-- START --

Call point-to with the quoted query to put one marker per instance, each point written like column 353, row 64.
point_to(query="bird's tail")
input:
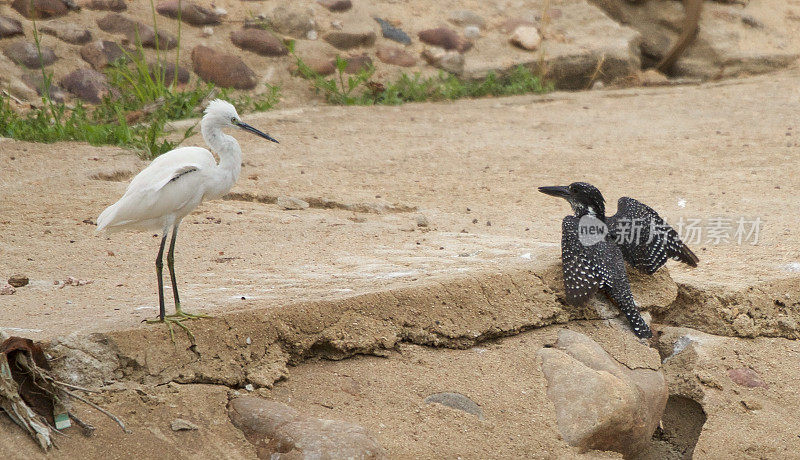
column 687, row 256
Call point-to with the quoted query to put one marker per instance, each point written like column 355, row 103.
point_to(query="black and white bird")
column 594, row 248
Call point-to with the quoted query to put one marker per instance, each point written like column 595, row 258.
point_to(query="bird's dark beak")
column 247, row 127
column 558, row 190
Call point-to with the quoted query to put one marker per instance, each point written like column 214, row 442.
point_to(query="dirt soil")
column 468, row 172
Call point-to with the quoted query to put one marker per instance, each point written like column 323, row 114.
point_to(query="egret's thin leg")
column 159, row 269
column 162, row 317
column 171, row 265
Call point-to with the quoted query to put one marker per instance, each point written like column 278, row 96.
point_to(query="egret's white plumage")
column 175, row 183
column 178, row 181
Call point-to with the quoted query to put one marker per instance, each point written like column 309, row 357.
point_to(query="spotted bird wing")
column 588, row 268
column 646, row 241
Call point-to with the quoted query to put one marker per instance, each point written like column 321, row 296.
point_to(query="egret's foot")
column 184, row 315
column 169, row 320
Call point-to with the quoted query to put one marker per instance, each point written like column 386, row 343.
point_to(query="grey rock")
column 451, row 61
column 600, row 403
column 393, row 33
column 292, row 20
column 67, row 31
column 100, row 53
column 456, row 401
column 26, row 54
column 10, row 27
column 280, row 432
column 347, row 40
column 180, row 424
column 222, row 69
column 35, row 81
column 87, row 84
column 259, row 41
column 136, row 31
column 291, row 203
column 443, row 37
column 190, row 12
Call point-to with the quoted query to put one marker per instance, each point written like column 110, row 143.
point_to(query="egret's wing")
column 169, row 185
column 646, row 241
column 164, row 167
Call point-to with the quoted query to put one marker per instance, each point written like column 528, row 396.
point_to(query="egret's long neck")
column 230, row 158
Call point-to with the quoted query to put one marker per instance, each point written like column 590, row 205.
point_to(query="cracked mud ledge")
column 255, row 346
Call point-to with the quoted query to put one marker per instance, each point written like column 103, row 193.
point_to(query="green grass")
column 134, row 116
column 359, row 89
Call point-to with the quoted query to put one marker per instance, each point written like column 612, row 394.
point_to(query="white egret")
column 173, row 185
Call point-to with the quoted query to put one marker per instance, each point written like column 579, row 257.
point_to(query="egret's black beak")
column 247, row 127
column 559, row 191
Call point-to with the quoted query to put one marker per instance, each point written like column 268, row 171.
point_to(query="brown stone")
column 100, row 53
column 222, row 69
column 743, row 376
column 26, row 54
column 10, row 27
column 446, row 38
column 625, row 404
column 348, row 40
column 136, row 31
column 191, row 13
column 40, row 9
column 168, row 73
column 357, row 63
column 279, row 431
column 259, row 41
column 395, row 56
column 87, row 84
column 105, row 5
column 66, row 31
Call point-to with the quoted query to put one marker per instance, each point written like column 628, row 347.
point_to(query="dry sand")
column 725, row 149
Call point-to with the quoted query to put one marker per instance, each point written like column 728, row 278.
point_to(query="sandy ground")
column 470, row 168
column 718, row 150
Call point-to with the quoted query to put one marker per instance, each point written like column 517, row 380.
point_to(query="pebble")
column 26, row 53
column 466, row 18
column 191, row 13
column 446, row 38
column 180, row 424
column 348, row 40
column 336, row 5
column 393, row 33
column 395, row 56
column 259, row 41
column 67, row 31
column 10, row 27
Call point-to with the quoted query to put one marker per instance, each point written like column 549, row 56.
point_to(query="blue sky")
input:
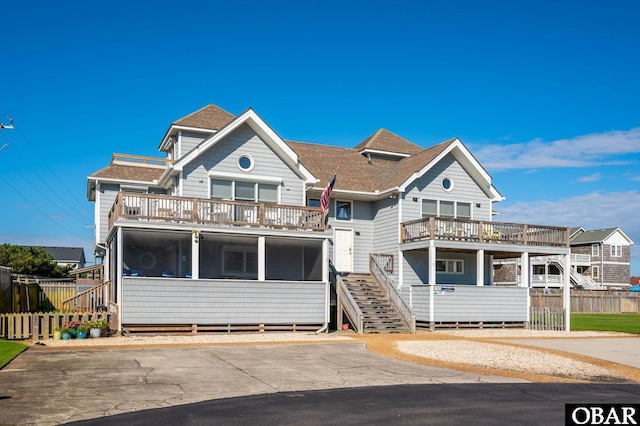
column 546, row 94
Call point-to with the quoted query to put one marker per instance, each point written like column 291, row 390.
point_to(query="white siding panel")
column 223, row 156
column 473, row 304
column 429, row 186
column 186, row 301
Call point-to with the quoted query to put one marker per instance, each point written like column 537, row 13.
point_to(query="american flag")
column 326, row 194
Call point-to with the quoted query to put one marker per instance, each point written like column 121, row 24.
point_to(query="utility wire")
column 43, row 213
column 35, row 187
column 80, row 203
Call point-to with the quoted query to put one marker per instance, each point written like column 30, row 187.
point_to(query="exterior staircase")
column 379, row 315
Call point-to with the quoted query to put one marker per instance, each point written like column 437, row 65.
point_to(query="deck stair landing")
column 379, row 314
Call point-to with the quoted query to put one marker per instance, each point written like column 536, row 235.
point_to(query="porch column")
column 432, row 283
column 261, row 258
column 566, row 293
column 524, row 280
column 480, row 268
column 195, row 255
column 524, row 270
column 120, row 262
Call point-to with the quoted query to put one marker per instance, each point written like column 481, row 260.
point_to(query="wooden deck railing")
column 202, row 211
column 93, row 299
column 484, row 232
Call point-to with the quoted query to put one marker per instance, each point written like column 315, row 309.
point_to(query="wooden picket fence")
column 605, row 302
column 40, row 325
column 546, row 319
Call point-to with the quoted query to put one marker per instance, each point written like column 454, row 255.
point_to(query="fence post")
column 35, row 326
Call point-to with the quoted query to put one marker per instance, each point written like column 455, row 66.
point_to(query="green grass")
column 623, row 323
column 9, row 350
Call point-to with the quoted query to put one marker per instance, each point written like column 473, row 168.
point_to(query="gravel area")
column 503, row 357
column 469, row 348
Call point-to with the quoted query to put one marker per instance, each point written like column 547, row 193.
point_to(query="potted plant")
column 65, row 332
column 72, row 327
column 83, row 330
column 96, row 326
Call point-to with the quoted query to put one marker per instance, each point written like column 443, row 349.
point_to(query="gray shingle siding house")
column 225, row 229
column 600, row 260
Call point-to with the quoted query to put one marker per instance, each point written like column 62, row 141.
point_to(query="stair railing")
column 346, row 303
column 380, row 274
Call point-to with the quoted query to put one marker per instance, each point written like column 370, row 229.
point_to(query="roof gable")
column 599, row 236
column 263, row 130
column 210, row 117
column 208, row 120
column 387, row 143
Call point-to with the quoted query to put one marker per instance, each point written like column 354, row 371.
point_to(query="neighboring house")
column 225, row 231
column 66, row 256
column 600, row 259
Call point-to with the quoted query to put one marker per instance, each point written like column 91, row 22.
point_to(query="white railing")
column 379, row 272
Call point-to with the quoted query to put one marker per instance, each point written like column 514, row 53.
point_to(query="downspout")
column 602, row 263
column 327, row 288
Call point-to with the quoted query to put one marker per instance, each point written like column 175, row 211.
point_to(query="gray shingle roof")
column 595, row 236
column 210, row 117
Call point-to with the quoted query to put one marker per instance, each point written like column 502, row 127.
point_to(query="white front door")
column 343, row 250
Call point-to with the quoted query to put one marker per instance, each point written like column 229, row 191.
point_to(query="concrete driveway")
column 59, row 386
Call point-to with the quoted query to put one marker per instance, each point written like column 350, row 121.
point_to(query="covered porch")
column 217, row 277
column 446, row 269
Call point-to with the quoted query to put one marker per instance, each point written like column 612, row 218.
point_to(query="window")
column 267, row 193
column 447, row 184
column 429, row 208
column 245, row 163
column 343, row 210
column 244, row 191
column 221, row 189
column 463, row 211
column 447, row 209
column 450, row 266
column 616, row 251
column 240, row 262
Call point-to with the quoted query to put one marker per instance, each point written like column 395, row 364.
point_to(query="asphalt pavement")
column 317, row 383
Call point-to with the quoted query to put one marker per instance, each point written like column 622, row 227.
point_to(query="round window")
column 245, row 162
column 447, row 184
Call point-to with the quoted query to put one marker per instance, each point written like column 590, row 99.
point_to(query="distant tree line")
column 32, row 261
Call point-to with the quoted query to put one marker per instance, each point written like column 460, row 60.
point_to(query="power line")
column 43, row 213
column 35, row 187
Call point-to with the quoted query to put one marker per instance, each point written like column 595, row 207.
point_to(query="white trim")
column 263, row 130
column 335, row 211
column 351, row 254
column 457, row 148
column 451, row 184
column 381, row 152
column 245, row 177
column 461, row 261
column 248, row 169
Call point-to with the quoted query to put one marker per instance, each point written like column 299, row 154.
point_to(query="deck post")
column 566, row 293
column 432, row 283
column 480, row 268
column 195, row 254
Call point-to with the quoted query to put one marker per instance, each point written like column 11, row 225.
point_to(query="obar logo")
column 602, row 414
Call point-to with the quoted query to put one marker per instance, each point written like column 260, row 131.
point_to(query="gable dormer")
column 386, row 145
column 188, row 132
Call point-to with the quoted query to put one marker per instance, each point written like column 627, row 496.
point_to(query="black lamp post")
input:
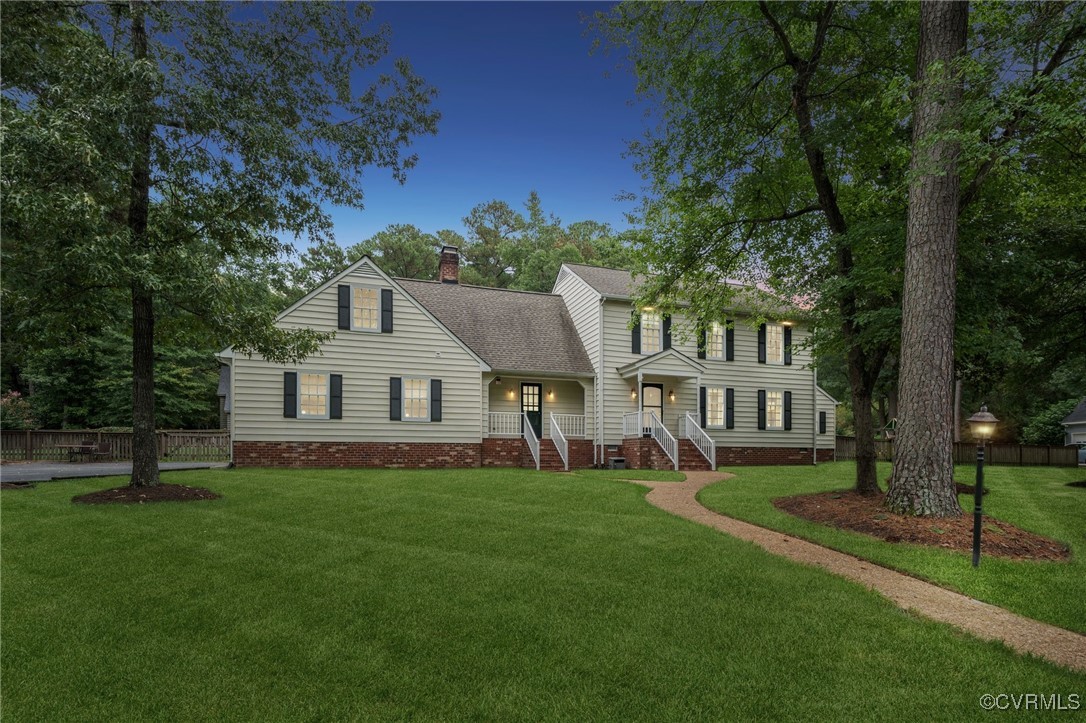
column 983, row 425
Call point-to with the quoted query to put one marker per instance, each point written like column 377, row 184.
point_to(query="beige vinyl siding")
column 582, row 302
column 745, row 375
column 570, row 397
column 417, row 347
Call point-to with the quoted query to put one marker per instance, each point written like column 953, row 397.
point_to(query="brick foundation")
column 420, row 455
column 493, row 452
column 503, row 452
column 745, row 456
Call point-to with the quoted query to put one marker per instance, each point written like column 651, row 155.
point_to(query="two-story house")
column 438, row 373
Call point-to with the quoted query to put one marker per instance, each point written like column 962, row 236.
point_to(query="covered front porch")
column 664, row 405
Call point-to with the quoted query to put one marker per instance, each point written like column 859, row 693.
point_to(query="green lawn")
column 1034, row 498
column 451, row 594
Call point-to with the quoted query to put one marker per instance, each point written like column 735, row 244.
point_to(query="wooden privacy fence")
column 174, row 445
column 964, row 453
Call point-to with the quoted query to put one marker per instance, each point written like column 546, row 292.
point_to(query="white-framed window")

-- END --

> [The problem]
Rewrite the items from the start of the records through the line holding "column 468, row 172", inclusive, replacing "marker" with "pin" and keeping everything else the same. Leave the pictures out of your answer.

> [The completed task]
Call point-to with the quoted query to put one pin per instance, each point written like column 353, row 64.
point_to(query="bird's tail")
input:
column 687, row 256
Call point-to with the quoted query to put one pin per instance, each point written like column 355, row 103.
point_to(query="black and white bird")
column 594, row 248
Call point-to with the quoted query to put one pin per instance, each point written like column 595, row 258.
point_to(query="bird's dark beak")
column 247, row 127
column 558, row 190
Call point-to with the quoted query to put one pin per instance, each point written like column 214, row 442.
point_to(query="dirt soil")
column 468, row 172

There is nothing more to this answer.